#### Source data ####

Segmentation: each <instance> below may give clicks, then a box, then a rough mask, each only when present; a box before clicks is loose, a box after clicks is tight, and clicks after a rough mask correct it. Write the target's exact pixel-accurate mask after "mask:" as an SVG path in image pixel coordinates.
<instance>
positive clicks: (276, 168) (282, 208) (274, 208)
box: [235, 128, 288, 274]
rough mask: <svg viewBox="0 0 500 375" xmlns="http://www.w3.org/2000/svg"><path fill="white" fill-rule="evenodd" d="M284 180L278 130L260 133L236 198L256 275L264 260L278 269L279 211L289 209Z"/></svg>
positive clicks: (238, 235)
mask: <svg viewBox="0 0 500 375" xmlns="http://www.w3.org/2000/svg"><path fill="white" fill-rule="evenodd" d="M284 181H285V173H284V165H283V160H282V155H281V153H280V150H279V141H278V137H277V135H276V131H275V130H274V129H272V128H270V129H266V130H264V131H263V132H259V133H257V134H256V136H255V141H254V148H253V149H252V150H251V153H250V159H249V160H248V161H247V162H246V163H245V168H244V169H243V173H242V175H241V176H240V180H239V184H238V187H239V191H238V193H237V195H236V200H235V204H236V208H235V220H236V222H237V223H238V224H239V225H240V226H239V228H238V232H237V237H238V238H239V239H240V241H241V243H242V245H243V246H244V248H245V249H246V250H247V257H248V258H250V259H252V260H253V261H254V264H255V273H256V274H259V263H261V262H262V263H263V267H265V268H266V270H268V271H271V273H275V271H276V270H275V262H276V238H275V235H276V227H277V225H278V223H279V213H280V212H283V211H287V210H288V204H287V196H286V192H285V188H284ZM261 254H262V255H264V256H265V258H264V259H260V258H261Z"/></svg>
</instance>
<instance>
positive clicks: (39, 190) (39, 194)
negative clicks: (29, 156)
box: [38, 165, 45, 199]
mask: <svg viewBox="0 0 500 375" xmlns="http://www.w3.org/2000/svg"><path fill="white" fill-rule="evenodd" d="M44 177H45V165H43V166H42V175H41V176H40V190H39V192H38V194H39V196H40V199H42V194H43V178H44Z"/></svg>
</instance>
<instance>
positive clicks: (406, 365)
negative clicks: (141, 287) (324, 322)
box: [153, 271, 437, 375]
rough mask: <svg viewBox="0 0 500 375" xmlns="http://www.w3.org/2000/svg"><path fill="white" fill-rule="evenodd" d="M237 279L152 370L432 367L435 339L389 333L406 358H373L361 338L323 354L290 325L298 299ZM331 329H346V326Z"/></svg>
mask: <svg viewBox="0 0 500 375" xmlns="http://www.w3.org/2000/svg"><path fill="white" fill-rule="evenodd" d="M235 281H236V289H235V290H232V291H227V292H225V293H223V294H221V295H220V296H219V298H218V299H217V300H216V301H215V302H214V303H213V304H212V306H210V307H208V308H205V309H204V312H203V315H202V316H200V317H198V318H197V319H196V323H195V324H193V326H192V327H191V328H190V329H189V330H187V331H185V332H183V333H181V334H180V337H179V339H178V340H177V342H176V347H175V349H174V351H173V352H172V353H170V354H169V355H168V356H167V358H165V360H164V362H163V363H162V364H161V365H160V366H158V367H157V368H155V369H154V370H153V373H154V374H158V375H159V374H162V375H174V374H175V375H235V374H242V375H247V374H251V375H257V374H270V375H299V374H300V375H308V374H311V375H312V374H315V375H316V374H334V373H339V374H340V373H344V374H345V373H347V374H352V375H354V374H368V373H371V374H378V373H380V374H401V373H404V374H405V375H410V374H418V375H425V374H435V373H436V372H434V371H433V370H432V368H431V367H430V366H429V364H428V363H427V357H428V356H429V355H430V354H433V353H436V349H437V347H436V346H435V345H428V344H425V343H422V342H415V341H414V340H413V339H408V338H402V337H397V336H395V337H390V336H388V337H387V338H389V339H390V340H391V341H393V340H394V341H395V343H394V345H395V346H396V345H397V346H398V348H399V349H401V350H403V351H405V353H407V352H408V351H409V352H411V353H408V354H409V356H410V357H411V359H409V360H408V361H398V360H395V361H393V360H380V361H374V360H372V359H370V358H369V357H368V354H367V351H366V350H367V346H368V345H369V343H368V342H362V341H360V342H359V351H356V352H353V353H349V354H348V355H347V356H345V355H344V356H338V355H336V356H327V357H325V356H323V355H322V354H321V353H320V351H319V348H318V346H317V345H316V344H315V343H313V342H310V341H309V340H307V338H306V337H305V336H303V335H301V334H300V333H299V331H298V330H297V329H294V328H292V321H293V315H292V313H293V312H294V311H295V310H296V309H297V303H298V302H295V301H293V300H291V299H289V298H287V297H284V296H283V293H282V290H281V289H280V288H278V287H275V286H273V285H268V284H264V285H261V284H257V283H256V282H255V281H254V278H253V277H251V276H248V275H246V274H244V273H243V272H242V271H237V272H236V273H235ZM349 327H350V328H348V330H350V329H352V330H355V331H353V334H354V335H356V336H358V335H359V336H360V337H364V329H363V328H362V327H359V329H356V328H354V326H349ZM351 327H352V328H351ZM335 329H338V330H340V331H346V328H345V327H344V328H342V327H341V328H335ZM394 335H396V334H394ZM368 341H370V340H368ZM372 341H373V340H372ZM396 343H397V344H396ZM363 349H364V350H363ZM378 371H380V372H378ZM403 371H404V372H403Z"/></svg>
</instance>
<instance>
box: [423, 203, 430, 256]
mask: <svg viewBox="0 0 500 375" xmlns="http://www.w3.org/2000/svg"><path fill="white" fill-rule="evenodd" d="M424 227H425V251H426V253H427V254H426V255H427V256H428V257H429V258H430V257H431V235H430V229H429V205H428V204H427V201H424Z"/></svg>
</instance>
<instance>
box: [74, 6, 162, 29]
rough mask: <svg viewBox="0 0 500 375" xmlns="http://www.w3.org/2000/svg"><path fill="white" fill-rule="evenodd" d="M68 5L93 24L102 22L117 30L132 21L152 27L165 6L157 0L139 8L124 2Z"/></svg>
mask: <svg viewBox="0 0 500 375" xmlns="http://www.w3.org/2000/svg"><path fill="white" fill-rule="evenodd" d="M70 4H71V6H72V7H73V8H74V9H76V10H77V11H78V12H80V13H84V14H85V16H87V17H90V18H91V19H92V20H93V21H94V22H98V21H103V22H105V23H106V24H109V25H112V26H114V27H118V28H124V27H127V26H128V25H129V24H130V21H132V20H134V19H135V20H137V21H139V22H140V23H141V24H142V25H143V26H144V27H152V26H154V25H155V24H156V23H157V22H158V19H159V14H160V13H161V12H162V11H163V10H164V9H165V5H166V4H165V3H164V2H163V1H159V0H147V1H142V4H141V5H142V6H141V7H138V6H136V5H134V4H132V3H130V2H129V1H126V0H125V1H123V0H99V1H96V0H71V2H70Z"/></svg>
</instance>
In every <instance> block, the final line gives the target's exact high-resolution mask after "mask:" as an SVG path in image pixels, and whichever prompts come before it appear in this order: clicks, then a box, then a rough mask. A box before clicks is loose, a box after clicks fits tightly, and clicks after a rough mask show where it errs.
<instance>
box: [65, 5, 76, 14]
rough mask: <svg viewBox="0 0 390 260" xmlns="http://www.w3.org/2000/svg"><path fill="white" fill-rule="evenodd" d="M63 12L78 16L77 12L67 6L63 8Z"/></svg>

####

The whole of the data is to be returned with every line intact.

Segmentation: each <instance> below may give clicks, then a box, then a rough mask, each only when present; a box before clicks is loose, a box after clicks is tight, and clicks after a rough mask correct it. Write the target's exact pixel-accurate mask after "mask:" as an SVG path in image pixel coordinates.
<instance>
positive clicks: (276, 168) (282, 208) (274, 208)
box: [235, 128, 288, 274]
rough mask: <svg viewBox="0 0 500 375" xmlns="http://www.w3.org/2000/svg"><path fill="white" fill-rule="evenodd" d="M284 180L278 130L260 133L236 198L256 275L264 260L278 269L279 211L289 209Z"/></svg>
positive clicks: (238, 235)
mask: <svg viewBox="0 0 500 375" xmlns="http://www.w3.org/2000/svg"><path fill="white" fill-rule="evenodd" d="M284 181H285V173H284V165H283V160H282V155H281V153H280V150H279V141H278V137H277V135H276V131H275V130H274V129H272V128H270V129H266V130H264V131H263V132H259V133H257V134H256V136H255V141H254V148H253V149H252V150H251V153H250V159H249V160H248V161H247V162H246V163H245V168H244V169H243V173H242V175H241V176H240V180H239V184H238V187H239V191H238V193H237V195H236V200H235V204H236V208H235V220H236V222H237V223H238V224H239V225H240V226H239V228H238V232H237V237H238V238H239V239H240V241H241V243H242V245H243V246H244V248H245V249H246V250H247V257H248V258H250V259H252V260H253V261H254V264H255V273H256V274H259V263H261V262H262V263H263V267H265V268H266V270H268V271H271V273H275V271H276V270H275V262H276V238H275V235H276V227H277V225H278V223H279V213H280V212H283V211H287V210H288V204H287V196H286V192H285V188H284ZM261 254H262V255H264V256H265V258H264V259H260V258H261Z"/></svg>
</instance>
<instance>
positive clicks: (39, 190) (39, 194)
negative clicks: (29, 156)
box: [38, 165, 45, 199]
mask: <svg viewBox="0 0 500 375" xmlns="http://www.w3.org/2000/svg"><path fill="white" fill-rule="evenodd" d="M44 177H45V165H43V166H42V175H41V176H40V190H39V192H38V194H39V196H40V199H42V194H43V178H44Z"/></svg>
</instance>
<instance>
positive clicks: (406, 365)
negative clicks: (141, 287) (324, 322)
box: [153, 271, 437, 375]
rough mask: <svg viewBox="0 0 500 375" xmlns="http://www.w3.org/2000/svg"><path fill="white" fill-rule="evenodd" d="M237 279L152 370L432 367L435 339L389 333L406 358H373L361 338L323 354L290 325L298 299ZM331 329H346V326Z"/></svg>
mask: <svg viewBox="0 0 500 375" xmlns="http://www.w3.org/2000/svg"><path fill="white" fill-rule="evenodd" d="M235 281H236V289H235V290H232V291H227V292H225V293H223V294H221V295H220V296H219V298H218V299H217V300H216V301H215V302H214V303H213V304H212V306H210V307H208V308H205V309H204V312H203V315H202V316H200V317H198V318H197V319H196V323H195V324H193V326H192V327H191V328H190V329H189V330H187V331H185V332H183V333H181V334H180V337H179V339H178V340H177V342H176V347H175V349H174V351H173V352H172V353H170V354H169V355H168V356H167V358H165V360H164V362H163V363H162V364H161V365H160V366H158V367H157V368H155V369H154V370H153V373H154V374H158V375H159V374H162V375H174V374H175V375H235V374H242V375H247V374H251V375H257V374H270V375H299V374H300V375H308V374H311V375H312V374H315V375H316V374H334V373H339V374H340V373H344V374H345V373H347V374H352V375H354V374H368V373H371V374H378V373H380V374H401V373H404V374H405V375H410V374H418V375H425V374H435V373H436V372H434V371H433V370H432V368H431V367H430V366H429V364H428V363H427V357H428V356H429V355H430V354H433V353H436V349H437V347H436V346H435V345H428V344H425V343H422V342H415V341H414V340H413V339H408V338H402V337H397V336H395V337H390V336H388V337H387V338H389V339H390V340H391V341H393V340H394V341H395V343H394V345H395V346H396V345H397V346H398V348H399V349H401V350H403V351H405V353H407V352H408V351H409V352H411V353H408V354H409V356H410V357H411V359H409V360H408V361H398V360H395V361H393V360H380V361H374V360H372V359H370V358H369V357H368V354H367V351H366V350H367V346H368V345H369V343H368V342H362V341H360V342H359V351H356V352H353V353H349V354H348V355H347V356H345V355H344V356H338V355H336V356H327V357H325V356H323V355H322V354H321V353H320V351H319V348H318V346H317V345H316V344H315V343H313V342H310V341H309V340H307V338H306V337H305V336H303V335H301V334H300V333H299V331H298V330H297V329H294V328H292V321H293V315H292V313H293V312H294V311H295V310H296V309H297V303H298V302H295V301H293V300H291V299H289V298H287V297H284V296H283V293H282V290H281V289H280V288H278V287H275V286H273V285H268V284H264V285H261V284H257V283H256V282H255V281H254V278H253V277H251V276H248V275H246V274H244V273H243V272H242V271H237V272H236V273H235ZM349 327H350V328H348V330H350V329H352V330H355V331H353V334H354V335H356V336H358V335H359V336H360V337H364V329H363V328H362V327H359V329H356V328H354V326H349ZM351 327H352V328H351ZM335 329H338V330H340V331H346V328H345V327H344V328H342V327H341V328H335ZM394 335H396V334H394ZM368 341H370V340H368ZM372 341H373V340H372ZM396 343H397V344H396ZM363 349H364V350H363ZM378 371H380V372H378ZM403 371H404V372H403Z"/></svg>
</instance>
<instance>
box: [423, 203, 430, 256]
mask: <svg viewBox="0 0 500 375" xmlns="http://www.w3.org/2000/svg"><path fill="white" fill-rule="evenodd" d="M424 227H425V251H426V253H427V254H426V255H427V256H428V257H429V258H430V257H431V235H430V229H429V205H428V204H427V201H424Z"/></svg>
</instance>
<instance>
box: [74, 6, 162, 29]
rough mask: <svg viewBox="0 0 500 375" xmlns="http://www.w3.org/2000/svg"><path fill="white" fill-rule="evenodd" d="M68 5L93 24L102 22L117 30L132 21L152 27L165 6L157 0L139 8L124 2Z"/></svg>
mask: <svg viewBox="0 0 500 375" xmlns="http://www.w3.org/2000/svg"><path fill="white" fill-rule="evenodd" d="M70 4H71V6H72V7H73V8H74V9H76V10H77V11H78V12H80V13H84V14H85V16H87V17H90V18H91V19H92V20H93V21H94V22H98V21H103V22H105V23H106V24H109V25H112V26H114V27H118V28H124V27H127V26H128V25H129V24H130V21H132V20H134V19H135V20H137V21H139V22H140V23H141V24H142V25H143V26H144V27H152V26H154V25H155V24H156V23H157V22H158V19H159V14H160V13H161V12H162V11H163V10H164V9H165V5H166V4H165V3H164V2H163V1H159V0H147V1H142V4H141V5H142V6H141V7H138V6H136V5H134V4H132V3H130V2H129V1H126V0H125V1H123V0H99V1H96V0H71V2H70Z"/></svg>
</instance>
In every <instance> block, the final line gives the target's exact high-resolution mask after "mask:" as an SVG path in image pixels, and whichever prompts come before it appear in this order: clicks, then a box, then a rough mask. A box before clicks is loose, a box after clicks fits tightly, and clicks after a rough mask show where it errs.
<instance>
box: [65, 5, 76, 14]
rough mask: <svg viewBox="0 0 390 260" xmlns="http://www.w3.org/2000/svg"><path fill="white" fill-rule="evenodd" d="M63 12L78 16L77 12L67 6L63 8Z"/></svg>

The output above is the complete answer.